Extrait choisi
========================================================================

Page:Saint-Simon - Mémoires, Chéruel, Hachette, 1857, octavo, tome 13.djvu/309

Cette page n’a pas encore été corrigée

et on fit une machine d’une admirable invention, et d’une exécution facile et momentanée pour couvrir l’orchestre et mettre le théâtre et le parterre au même plain-pied et en parfoit niveau. Le malheur fut que c’étoit au Palais-Royal, et que M. le duc d’Orléans n’avoit qu’un pas à faire pour y aller au sortir de ses soupers, et pour s’y montrer souvent en un état bien peu convenable. Le duc de Noailles, qui cherchoit à lui faire sa cour, y alla, dès la première, si ivre qu’il n’y eut point d’indécence qu’il n’y commît.

========================================================================

Consignes
A. Recopiez fidèlement le passage de l'extrait choisi qui commence par les mots contenant « Cette page n’a » et se termine par « qu’il n’y commît. ».
B. Affichez chaque ligne des enregistrements où figure le mot « coat », en tenant compte des majuscules et des minuscules.

Enregistrements à traiter
========================================================================

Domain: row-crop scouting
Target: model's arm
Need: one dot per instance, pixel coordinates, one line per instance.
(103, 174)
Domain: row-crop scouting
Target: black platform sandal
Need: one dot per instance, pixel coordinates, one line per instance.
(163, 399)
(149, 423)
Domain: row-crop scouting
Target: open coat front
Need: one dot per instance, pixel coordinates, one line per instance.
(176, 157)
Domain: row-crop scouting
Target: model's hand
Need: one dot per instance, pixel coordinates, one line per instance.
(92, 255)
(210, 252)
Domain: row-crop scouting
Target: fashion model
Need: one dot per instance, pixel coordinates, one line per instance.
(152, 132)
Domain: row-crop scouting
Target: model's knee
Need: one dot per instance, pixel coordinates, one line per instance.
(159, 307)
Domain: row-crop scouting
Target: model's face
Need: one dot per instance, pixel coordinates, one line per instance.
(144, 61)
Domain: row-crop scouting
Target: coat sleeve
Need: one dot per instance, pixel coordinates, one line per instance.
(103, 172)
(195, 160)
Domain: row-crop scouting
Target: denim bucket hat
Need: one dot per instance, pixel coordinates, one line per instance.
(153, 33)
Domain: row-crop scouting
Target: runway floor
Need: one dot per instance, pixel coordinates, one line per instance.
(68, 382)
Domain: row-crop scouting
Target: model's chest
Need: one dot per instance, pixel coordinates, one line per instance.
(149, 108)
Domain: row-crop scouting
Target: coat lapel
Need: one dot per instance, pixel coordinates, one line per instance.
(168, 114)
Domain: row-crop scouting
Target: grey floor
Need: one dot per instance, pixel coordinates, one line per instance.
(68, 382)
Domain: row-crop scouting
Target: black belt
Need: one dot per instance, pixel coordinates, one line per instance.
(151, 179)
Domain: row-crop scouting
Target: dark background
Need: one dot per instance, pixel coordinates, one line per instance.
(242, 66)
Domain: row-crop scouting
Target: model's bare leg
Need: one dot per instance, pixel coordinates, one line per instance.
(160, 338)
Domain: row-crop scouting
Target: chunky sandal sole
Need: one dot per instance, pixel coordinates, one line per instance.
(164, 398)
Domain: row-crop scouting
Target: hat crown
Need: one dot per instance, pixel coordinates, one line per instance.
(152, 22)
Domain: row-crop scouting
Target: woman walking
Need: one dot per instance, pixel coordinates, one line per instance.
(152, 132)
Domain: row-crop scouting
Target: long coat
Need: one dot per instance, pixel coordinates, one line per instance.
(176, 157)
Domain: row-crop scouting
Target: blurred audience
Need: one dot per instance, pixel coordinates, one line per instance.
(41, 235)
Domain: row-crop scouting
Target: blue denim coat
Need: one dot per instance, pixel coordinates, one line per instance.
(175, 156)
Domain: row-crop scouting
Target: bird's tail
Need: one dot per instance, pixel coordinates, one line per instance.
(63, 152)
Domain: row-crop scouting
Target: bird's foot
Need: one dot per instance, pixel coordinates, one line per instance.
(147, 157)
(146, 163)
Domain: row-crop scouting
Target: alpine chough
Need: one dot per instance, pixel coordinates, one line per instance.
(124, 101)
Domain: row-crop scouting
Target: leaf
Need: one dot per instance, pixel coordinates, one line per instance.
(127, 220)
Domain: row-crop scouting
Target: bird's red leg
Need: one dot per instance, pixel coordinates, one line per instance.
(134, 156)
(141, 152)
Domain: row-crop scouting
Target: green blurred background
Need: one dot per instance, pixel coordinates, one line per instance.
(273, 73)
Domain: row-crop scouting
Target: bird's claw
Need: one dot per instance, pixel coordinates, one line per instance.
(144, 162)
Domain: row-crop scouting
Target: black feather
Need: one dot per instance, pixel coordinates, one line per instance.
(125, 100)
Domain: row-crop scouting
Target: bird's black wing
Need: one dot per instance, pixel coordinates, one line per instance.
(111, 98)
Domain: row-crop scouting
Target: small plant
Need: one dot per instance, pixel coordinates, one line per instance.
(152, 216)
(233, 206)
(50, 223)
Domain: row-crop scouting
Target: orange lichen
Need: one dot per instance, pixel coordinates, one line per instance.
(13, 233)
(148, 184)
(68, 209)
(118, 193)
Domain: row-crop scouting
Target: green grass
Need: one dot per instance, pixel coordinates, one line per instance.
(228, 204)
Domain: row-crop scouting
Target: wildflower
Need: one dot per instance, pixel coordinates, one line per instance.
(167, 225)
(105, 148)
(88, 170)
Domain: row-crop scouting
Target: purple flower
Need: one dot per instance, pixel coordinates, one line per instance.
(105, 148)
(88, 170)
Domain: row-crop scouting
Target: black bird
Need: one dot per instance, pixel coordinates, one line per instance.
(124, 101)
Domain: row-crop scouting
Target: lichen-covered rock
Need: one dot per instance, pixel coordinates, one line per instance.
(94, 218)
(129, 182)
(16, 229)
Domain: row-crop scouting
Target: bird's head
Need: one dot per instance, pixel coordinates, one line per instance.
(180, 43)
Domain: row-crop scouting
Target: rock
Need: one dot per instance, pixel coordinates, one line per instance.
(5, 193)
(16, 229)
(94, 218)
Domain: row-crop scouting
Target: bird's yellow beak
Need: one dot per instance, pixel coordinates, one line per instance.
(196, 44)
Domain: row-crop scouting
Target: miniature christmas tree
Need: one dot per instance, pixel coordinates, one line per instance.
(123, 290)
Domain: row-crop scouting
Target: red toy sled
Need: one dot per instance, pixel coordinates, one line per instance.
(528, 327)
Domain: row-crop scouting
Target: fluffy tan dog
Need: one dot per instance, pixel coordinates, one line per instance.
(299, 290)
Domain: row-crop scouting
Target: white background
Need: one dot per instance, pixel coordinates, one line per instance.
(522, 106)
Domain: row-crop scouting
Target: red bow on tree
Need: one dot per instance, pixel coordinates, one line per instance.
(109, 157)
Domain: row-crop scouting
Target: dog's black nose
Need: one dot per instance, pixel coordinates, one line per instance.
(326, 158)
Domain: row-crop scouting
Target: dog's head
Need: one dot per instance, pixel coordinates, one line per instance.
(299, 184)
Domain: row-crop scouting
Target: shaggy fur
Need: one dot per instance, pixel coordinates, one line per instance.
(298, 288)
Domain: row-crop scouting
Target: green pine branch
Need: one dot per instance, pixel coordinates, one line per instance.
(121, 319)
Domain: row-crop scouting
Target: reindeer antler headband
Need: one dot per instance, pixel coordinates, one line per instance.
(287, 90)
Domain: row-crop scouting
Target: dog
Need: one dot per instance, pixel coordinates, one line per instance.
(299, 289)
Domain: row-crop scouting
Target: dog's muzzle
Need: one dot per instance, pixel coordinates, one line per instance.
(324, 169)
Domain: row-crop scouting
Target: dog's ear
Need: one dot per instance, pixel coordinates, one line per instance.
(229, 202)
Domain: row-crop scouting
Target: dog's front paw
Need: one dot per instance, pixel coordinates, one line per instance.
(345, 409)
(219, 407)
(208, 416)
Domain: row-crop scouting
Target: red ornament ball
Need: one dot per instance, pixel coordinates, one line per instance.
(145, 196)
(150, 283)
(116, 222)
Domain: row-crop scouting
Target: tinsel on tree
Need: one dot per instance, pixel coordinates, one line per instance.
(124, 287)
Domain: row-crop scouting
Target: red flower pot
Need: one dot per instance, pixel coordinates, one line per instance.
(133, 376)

========================================================================

Réponses correctes
A.
Cette page n’a pas encore été corrigée

et on fit une machine d’une admirable invention, et d’une exécution facile et momentanée pour couvrir l’orchestre et mettre le théâtre et le parterre au même plain-pied et en parfoit niveau. Le malheur fut que c’étoit au Palais-Royal, et que M. le duc d’Orléans n’avoit qu’un pas à faire pour y aller au sortir de ses soupers, et pour s’y montrer souvent en un état bien peu convenable. Le duc de Noailles, qui cherchoit à lui faire sa cour, y alla, dès la première, si ivre qu’il n’y eut point d’indécence qu’il n’y commît.

B.
Target: open coat front
Target: coat sleeve
Target: coat lapel
Target: long coat
Target: blue denim coat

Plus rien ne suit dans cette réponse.